=== Excerpted passage ===
**********

I have a more cynical view that the politics is the art of crafting deals between different entities that hold power so that the can continue to hold power. What prevents tyranny is having that power distributed across different groups so that no single group can simply rule unilaterally.

The “right” did not take anything out of context. Politifact called Obama’s statement the “Lie of the Year” in 2013.

Obama’s ‘You Can Keep It’ Promise Is ‘Lie Of The Year’ : The Two-Way : NPR

Which begs the question is it really a failure of democracy of the people continue to elect shit-heads? At what point does someone step in and say “you people are too stupid to pick your leaders so we’ll pick them for you”? Who would be that person who steps in and what prevents them from simply picking different shit heads who serve their own interests?

No, it was just a lie, as is.

Yes, Obama did make the mistake of thinking that the American people and Republicans in particular weren’t stupid. He should have mentioned that if you have a plan that just takes your money and won’t actually help you out if you need it, you may not be able to keep that, thinking that people who had plans like that wouldn’t like them and wouldn’t want to keep them. And he also made the mistake of assuming that people would understand that he was only talking about the effects of the ACA, and that he had no power over your employer who may choose to change your plan.

But, like I said, if half the country is incapable of even the most basic levels of critical thinking, where they would actually think of that as something that misled them, then there is no government structure that can help us.

Yes, he should have. No, he didn’t.

You said that it was a talking point of “the right”. Politifact is (allegedly) nonpartisan. Were they wrong, too?

I’d say that among people in positions of power, adultery has been the rule rather than the exception - especially in “traditional” societies. “Traditional morality tests” have always been more a matter of “Don’t ask too many questions” and “Let’s not talk about that, OK?” Adultery may have ended peoples political careers, but only if the public knew about it… and the public was never informed.

This is not correct. The Nazi system ran on the basis of the absolute authority of one man. Basic organizational behaviour theory says that’s not possible, at the national level. One man cannot make all the decisions.

That meant that Hitler had to delegate, to people like Himmler and Goering. Relying on the Führerprinzip, those officials in turn set up their own areas of control, with absolute authority within them. Naturally, they of course tried to expand their own areas of control, so they were constantly squabbling over their respective powers. But since they only had authority based on delegation from Hitler, that meant that in cases of dispute, their power waxed and waned with how well Hitler perceived them, not how well they were doing their jobs. And that sort of dynamic played out down the food chain, as each local leader tried to use the Führerprinzip to justify expansion of their authority.

**********

Items listed in a dataset:
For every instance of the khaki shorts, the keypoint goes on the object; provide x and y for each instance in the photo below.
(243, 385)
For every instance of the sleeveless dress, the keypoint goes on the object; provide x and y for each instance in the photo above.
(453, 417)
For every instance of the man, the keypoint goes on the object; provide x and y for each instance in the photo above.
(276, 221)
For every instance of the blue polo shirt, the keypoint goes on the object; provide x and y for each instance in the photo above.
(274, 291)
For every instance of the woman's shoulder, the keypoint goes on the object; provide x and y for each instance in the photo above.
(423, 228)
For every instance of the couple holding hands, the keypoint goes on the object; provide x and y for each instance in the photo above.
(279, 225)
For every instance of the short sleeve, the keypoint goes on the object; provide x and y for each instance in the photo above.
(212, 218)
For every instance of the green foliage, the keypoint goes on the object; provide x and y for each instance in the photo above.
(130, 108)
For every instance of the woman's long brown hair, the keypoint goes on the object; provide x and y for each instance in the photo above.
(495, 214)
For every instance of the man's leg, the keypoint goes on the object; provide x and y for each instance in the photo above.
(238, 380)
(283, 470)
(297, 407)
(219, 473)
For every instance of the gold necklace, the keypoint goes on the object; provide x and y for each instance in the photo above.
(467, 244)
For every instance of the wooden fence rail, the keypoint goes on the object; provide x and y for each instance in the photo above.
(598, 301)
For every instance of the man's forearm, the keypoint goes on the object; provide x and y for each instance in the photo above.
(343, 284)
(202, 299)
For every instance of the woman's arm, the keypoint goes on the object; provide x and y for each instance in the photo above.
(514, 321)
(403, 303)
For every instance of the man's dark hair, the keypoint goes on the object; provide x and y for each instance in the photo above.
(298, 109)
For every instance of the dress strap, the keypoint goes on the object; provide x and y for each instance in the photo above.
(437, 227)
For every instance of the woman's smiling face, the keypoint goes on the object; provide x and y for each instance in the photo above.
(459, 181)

**********

=== Exercises to complete ===
a – In the discussion of politics and power, what did Politifact call Obama's statement in 2013?
b – Resume the discussion of politics and power after its last sentence.
This data has no connection to the discussion of politics and power.

=== Task results ===
a – The "Lie of the Year."

b –
Laws did not have the same role as in a democratic system, of providing a relatively objective government structure, that everyone understood. It was a system ultimately based on the personal whim of one man.

Policies were implemented, or not, based on Hitler’s own views. There was no way to correct or challenge those views, even if they made no sense. The “no surrender, no retreat” approach was an extreme example. Retreats can be valuable militarily, to preserve your forces as an army in the field. But instead, Stalingrad.

An interesting read is Speer’s Inside the Third Reich. There are clear dangers in the book, since he was trying to present himself as one of the “good” Nazis (right - the guy who used slave labour to keep the Nazi war machine running was a “good” Nazi). However, he does show how the Nazi system worked from the inside, and it was anything but efficient.

To be fair, in general it is often the government of certain countries that assume it would be the best form of government for other countries (its people may not have a lot of say in countries where 100% vote for the preferred candidates), often including a mix of naïveté, cultural ignorance, historical hegemony, wishful thinking or manifestations of power and patriotism.

I doubt I could create a better form of government de novo; the question then becomes what form of government which has existed in human history is the best one? And according to whom?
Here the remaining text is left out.